Saved entries:
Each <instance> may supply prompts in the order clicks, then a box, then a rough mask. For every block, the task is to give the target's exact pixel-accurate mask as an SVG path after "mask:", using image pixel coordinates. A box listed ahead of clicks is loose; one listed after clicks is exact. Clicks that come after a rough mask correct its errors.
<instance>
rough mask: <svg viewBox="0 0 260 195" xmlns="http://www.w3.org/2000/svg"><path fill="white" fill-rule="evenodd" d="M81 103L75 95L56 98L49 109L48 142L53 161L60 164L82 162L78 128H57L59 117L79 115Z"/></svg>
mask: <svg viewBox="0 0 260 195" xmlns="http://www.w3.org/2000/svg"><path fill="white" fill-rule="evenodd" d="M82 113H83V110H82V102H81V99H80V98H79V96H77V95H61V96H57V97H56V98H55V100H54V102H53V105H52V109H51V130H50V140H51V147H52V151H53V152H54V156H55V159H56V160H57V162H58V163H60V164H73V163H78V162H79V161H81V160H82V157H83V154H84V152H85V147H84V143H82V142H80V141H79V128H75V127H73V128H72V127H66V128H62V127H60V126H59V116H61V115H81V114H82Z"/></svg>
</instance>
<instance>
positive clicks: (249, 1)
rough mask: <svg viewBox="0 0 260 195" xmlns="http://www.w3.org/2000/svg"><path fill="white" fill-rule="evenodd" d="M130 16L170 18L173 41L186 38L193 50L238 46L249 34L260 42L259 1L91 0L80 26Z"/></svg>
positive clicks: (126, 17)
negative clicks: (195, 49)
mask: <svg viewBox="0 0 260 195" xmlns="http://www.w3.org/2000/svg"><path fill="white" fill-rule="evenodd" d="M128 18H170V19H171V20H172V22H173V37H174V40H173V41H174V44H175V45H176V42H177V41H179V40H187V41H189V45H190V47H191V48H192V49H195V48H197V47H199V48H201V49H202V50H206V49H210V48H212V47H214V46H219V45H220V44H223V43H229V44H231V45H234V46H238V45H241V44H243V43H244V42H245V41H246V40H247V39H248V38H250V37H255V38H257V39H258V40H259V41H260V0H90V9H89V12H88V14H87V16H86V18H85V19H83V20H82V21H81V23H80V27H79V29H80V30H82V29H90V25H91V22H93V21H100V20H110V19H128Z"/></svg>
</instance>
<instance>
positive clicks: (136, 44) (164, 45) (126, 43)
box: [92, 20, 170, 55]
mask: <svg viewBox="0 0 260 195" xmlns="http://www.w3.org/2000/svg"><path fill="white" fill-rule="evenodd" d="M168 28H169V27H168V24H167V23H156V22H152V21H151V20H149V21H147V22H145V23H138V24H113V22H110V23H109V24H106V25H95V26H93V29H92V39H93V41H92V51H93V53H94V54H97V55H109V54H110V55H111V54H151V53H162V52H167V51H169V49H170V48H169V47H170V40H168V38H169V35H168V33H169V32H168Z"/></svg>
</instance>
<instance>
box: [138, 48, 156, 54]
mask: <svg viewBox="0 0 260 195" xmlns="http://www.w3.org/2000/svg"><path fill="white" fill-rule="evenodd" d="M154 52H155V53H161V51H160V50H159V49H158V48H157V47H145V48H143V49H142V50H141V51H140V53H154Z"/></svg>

* Goal of the exercise *
Determine the number of lines in the entries that hold the string "positive"; write that number and nothing else.

* Result of this task *
3